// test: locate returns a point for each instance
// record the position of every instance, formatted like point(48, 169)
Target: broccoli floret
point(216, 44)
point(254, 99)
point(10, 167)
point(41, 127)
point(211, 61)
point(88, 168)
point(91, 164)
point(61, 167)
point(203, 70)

■ Work request ■
Return the material in full, restating each entry word for word.

■ Response area ■
// test: locate returns a point for each instance
// record the position of every instance, formatted like point(48, 169)
Target: broccoli floret
point(216, 44)
point(254, 99)
point(10, 167)
point(41, 127)
point(211, 61)
point(88, 168)
point(91, 164)
point(61, 167)
point(203, 70)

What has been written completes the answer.